The syntax of the formula is :

FOURIER(Array, GroupedByColumns, Inverse, Polar, MinimumMagnitude)

First and second arguments : First argument is the data array range. There are some restrictions on its shape. If the array is grouped by columns(rows), you need to indicate that by setting the second argument GroupedByColumns = TRUE(FALSE). In case of grouped by columns(rows) the “Array” can contain 1 or 2 columns(rows), where the first column(row) should contain the real part of the input sequence and second column(row) if present should contain the imaginary part of the input sequence. If there is only 1 column(row), the input sequence is assumed to be purely real. There is no restriction on the length of the input sequence. For example the length need not be an exact power of 2 like MS Excel’s Fourier analysis tool requires. The DFT computed by FOURIER formula is exact for the given length of the input sequence meaning it does not pad zeroes to the end of the input sequence to make the length an even power of 2.

The third argument “Inverse” is a boolean flag to indicate whether an inverse DFT needs to be computed. This argument is optional and the default value is FALSE.

The fourth argument “Polar” is a boolean flag to indicate whether the final output needs to be in polar coordinates. This argument is optional and the default value is FALSE.

The fifth argument “MinimumMagnitude” is a numeric argument and is used only if Polar=TRUE. All output components(frequency components if Inverse=FALSE) with magnitude less than MinimumMagnitude will be suppressed by a zero magnitude-phase entry. This is very useful when looking at the magnitude-phase spectrum of a signal (especially when its spectrum is sparse) because there is always some very tiny amount of rounding error when doing FFT algorithms and results in incorrect non-zero phase for some non-existent frequencies. By providing a suitable value to this parameter, these non-existent frequency components can be suppressed. The default value of this parameter is 0.0, so no suppression is done by default.

The result of this formula consists of two columns – first column contains the real parts (or the magnitudes if Polar=TRUE) and second column contains the imaginary parts (or the phases if Polar=TRUE).
····················
Task set ->
(1) Translate this sentence from the FOURIER formula description into Spanish: "There is no restriction on the length of the input sequence."
(2) Pick up the FOURIER formula description after its last sentence and carry it on.
····················
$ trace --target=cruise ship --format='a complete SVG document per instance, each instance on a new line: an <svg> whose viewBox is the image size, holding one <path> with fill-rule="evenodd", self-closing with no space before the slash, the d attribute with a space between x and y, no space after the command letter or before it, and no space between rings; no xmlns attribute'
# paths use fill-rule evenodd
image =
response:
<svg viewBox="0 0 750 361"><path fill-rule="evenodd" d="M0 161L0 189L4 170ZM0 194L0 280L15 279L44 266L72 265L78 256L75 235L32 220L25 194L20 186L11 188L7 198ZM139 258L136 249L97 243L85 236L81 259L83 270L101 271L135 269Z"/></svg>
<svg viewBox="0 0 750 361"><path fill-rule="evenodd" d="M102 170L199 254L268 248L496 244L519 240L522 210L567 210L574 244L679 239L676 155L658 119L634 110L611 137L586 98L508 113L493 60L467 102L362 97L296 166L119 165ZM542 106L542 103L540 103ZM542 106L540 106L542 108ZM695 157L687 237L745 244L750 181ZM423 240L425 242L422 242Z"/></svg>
····················
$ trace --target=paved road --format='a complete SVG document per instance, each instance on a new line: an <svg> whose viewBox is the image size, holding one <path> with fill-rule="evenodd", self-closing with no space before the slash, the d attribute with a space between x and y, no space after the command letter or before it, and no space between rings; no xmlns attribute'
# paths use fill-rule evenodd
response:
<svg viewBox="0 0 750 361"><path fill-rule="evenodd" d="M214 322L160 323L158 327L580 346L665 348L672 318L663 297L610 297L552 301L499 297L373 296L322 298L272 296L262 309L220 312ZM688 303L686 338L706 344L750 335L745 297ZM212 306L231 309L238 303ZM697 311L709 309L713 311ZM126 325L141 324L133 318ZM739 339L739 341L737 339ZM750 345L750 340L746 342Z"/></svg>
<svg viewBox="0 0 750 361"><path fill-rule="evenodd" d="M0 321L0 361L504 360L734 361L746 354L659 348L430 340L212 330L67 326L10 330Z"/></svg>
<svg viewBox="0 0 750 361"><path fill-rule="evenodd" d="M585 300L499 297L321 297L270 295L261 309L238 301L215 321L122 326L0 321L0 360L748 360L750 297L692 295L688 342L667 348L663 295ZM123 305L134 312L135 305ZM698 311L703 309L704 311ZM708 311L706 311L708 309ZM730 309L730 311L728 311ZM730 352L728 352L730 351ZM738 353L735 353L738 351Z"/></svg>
····················
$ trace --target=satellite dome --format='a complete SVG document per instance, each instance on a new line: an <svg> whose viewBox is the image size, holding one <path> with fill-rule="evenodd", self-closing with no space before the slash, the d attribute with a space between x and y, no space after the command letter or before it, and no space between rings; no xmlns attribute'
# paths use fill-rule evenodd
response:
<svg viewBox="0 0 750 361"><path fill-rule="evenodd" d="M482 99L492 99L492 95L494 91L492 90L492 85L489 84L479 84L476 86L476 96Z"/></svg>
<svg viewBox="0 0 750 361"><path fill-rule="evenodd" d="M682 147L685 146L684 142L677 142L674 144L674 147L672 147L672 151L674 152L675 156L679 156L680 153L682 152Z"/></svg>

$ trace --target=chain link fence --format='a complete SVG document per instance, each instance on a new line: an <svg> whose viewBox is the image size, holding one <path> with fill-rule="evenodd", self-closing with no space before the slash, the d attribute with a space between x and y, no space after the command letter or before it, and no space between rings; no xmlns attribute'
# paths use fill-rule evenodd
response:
····················
Responses for each task ->
(1) No hay ninguna restricción en la longitud de la secuencia de entrada.

(2)
Below is a screenshot of a sample usage of FOURIER() formula.

fourier-FM-trimmed

The data x[n] column was generated by the formula “=10*COS(2*PI()*COS(2*PI()*A2:A257/128))” (a typical frequency modulation example). Here a Phase-Magnitude spectrum is computed using FOURIER formula

=FOURIER(B2:B257,1,0,1, 1E-10)

Note that the Polar argument is set to 1, and MinimumMagnitude is set to 1E-10, to suppress the non-existent frequency components due to rounding errors. The plots here just visualize the data. The top plot shows the time-domain waveform and the next two plots represent the magnitude and phase spectra.

Fourier Analysis Tool

A Fourier analysis tool is also added to Statistics menu. All features of FOURIER formula are available graphically in this tool. Here is a screenshot of Fourier Analysis tool in action.

fourier-analysis-tool

Implementation details of FOURIER formula

Basically two different Fast Fourier Transform (FFT) algorithms are implemented.

  1. Radix-2 Decimation in Time FFT :    This  is used when the length of input sequence is an even power of 2.
  2. Bluestein’s algorithm : This algorithm is used when the length of data sequence is not an even power of 2.

Both algorithms have asymptotic time complexity of O(N lgN), but Bluestein’s algorithm is much slower in practice. However many optimizations are in place to make the computation faster, especially when the input sequence is purely real.

Below are the patches that shows the evolution of the implementation of FOURIER formula over time.

  1. tdf#74664 : Adds FOURIER() formula
  2. tdf#74664 : Compute the phase correctly using atan2
  3. tdf#74664 : optimize the computation of twiddle factors.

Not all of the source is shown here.